Raw data below:

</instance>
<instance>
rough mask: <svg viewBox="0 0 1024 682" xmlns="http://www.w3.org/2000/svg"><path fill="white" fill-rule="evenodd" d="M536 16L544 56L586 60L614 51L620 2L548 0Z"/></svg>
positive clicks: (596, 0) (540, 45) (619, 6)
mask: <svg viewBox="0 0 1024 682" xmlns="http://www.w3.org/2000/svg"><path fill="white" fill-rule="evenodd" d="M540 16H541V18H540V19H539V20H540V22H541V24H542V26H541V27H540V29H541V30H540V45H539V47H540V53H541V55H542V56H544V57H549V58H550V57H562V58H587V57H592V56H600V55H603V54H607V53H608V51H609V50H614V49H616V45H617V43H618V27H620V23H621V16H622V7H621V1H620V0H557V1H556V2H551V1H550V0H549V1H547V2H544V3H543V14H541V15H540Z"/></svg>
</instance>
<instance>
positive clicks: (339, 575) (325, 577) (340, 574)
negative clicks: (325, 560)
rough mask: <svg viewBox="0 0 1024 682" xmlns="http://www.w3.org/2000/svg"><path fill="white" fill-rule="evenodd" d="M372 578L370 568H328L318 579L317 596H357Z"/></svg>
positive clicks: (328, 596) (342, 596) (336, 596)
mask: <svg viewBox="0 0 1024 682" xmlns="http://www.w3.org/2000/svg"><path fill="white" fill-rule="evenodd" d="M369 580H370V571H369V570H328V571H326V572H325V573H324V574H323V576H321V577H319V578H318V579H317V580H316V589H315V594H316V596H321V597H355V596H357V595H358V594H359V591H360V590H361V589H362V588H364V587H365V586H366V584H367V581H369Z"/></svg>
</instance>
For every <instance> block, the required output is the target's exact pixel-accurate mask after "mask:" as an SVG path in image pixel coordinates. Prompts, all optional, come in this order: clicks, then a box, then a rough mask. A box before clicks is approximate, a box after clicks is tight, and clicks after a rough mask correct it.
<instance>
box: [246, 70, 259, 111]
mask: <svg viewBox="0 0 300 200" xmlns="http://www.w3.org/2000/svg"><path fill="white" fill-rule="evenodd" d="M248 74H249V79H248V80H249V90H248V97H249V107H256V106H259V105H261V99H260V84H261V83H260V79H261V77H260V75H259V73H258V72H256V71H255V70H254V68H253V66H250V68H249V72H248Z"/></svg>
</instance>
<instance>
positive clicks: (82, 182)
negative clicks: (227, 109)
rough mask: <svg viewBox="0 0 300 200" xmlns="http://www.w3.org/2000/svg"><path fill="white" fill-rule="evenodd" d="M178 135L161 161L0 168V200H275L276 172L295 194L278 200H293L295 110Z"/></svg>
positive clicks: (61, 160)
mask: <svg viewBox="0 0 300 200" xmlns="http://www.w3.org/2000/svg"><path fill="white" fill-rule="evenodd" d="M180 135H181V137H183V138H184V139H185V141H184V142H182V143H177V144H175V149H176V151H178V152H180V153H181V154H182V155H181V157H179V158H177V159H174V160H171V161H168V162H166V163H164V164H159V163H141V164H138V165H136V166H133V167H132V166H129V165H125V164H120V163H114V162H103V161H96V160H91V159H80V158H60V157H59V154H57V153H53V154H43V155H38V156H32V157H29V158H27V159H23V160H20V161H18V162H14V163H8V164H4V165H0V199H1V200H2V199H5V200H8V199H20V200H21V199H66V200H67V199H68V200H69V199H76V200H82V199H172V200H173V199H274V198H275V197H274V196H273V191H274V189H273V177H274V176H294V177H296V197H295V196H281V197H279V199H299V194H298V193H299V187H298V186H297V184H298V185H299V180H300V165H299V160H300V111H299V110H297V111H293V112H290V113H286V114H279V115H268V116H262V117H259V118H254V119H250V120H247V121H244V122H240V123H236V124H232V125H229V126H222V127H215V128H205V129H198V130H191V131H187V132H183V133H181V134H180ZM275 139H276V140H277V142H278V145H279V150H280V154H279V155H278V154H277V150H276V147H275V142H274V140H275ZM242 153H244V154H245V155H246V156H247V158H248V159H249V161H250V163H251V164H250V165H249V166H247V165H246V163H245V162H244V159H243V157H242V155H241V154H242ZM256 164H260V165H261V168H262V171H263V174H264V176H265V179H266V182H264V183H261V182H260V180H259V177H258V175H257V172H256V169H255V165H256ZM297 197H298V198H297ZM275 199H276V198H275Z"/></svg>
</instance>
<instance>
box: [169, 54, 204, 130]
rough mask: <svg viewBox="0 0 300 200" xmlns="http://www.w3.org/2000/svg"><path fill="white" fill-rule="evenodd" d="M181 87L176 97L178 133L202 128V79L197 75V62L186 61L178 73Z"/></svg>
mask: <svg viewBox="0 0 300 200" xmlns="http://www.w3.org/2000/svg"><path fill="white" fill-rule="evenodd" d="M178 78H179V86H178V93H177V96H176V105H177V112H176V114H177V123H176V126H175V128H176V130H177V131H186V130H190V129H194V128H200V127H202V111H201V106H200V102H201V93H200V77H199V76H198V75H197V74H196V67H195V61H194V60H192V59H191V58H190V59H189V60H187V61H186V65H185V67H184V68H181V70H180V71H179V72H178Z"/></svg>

End of Raw data.

§ Exercise
The answer consists of every entry, returned exactly.

§ Problem solution
</instance>
<instance>
rough mask: <svg viewBox="0 0 1024 682" xmlns="http://www.w3.org/2000/svg"><path fill="white" fill-rule="evenodd" d="M536 16L544 56L586 60L614 51L620 2L548 0Z"/></svg>
positive clicks: (596, 0) (540, 45) (619, 6)
mask: <svg viewBox="0 0 1024 682" xmlns="http://www.w3.org/2000/svg"><path fill="white" fill-rule="evenodd" d="M540 16H541V18H540V19H539V20H540V22H541V24H542V26H541V27H540V29H541V30H540V45H539V47H540V53H541V55H542V56H544V57H549V58H550V57H562V58H587V57H592V56H600V55H603V54H607V53H608V51H609V50H614V49H616V45H617V43H618V27H620V23H621V16H622V7H621V1H620V0H557V1H556V2H551V1H550V0H549V1H547V2H544V3H543V14H541V15H540Z"/></svg>
</instance>
<instance>
positive clicks: (339, 575) (325, 577) (340, 574)
negative clicks: (325, 560)
rough mask: <svg viewBox="0 0 1024 682" xmlns="http://www.w3.org/2000/svg"><path fill="white" fill-rule="evenodd" d="M372 578L370 568H328L318 579L317 596H357Z"/></svg>
positive clicks: (328, 596) (342, 596) (336, 596)
mask: <svg viewBox="0 0 1024 682" xmlns="http://www.w3.org/2000/svg"><path fill="white" fill-rule="evenodd" d="M369 580H370V571H369V570H328V571H326V572H325V573H324V574H323V576H321V577H319V578H318V579H317V580H316V589H315V594H316V596H321V597H355V596H357V595H358V594H359V591H360V590H361V589H362V588H364V587H365V586H366V584H367V581H369Z"/></svg>
</instance>
For every <instance> block, the required output is the target's exact pixel-accurate mask after "mask:" as an SVG path in image pixel coordinates. Prompts, all optional, come in this order: clicks, then a box, then a rough mask. A box before clicks is approximate, a box after clicks is tight, and clicks after a rough mask correct it.
<instance>
box: [246, 70, 259, 111]
mask: <svg viewBox="0 0 300 200" xmlns="http://www.w3.org/2000/svg"><path fill="white" fill-rule="evenodd" d="M248 74H249V79H248V80H249V90H248V97H249V107H256V106H259V105H261V99H260V84H261V83H260V79H261V77H260V75H259V73H258V72H256V71H255V70H254V68H253V66H250V68H249V72H248Z"/></svg>
</instance>
<instance>
positive clicks: (82, 182)
negative clicks: (227, 109)
rough mask: <svg viewBox="0 0 300 200" xmlns="http://www.w3.org/2000/svg"><path fill="white" fill-rule="evenodd" d="M178 135L161 161L0 168V200H275L276 172L295 194L278 200H293L295 110Z"/></svg>
positive clicks: (61, 160)
mask: <svg viewBox="0 0 300 200" xmlns="http://www.w3.org/2000/svg"><path fill="white" fill-rule="evenodd" d="M180 135H181V137H183V138H184V139H185V141H184V142H182V143H177V144H175V149H176V151H178V152H180V153H181V154H182V155H181V157H179V158H177V159H174V160H171V161H168V162H166V163H164V164H159V163H141V164H138V165H136V166H133V167H132V166H129V165H125V164H120V163H114V162H103V161H96V160H91V159H80V158H60V157H59V154H57V153H53V154H43V155H38V156H32V157H29V158H27V159H23V160H20V161H18V162H14V163H8V164H4V165H0V199H1V200H2V199H5V200H8V199H20V200H21V199H66V200H67V199H68V200H69V199H76V200H82V199H172V200H173V199H274V198H275V197H274V196H273V191H274V189H273V177H274V176H294V177H296V197H295V196H281V197H279V199H299V194H298V193H299V187H298V186H297V184H298V185H299V180H300V165H299V160H300V111H299V110H297V111H293V112H290V113H286V114H279V115H268V116H262V117H259V118H254V119H250V120H247V121H244V122H240V123H236V124H232V125H229V126H222V127H215V128H205V129H198V130H191V131H187V132H183V133H181V134H180ZM275 139H276V140H277V142H278V145H279V150H280V154H279V155H278V154H277V150H276V147H275V142H274V140H275ZM242 153H244V154H245V155H246V156H247V158H248V159H249V161H250V163H251V164H250V165H249V166H247V165H246V163H245V162H244V159H243V157H242V155H241V154H242ZM256 164H260V165H261V168H262V171H263V174H264V176H265V179H266V182H264V183H261V182H260V180H259V177H258V175H257V172H256V169H255V165H256ZM297 197H298V198H297ZM275 199H276V198H275Z"/></svg>
</instance>
<instance>
box: [169, 54, 204, 130]
rough mask: <svg viewBox="0 0 300 200" xmlns="http://www.w3.org/2000/svg"><path fill="white" fill-rule="evenodd" d="M181 87L176 97L178 133L202 128V79L197 75V62L186 61L178 73Z"/></svg>
mask: <svg viewBox="0 0 300 200" xmlns="http://www.w3.org/2000/svg"><path fill="white" fill-rule="evenodd" d="M178 78H179V86H178V93H177V96H176V105H177V112H176V114H177V123H176V126H175V128H176V130H177V131H186V130H190V129H194V128H200V127H202V111H201V106H200V102H201V93H200V77H199V76H198V75H197V74H196V67H195V61H194V60H192V59H191V58H190V59H189V60H187V61H186V65H185V67H184V68H181V70H180V71H179V72H178Z"/></svg>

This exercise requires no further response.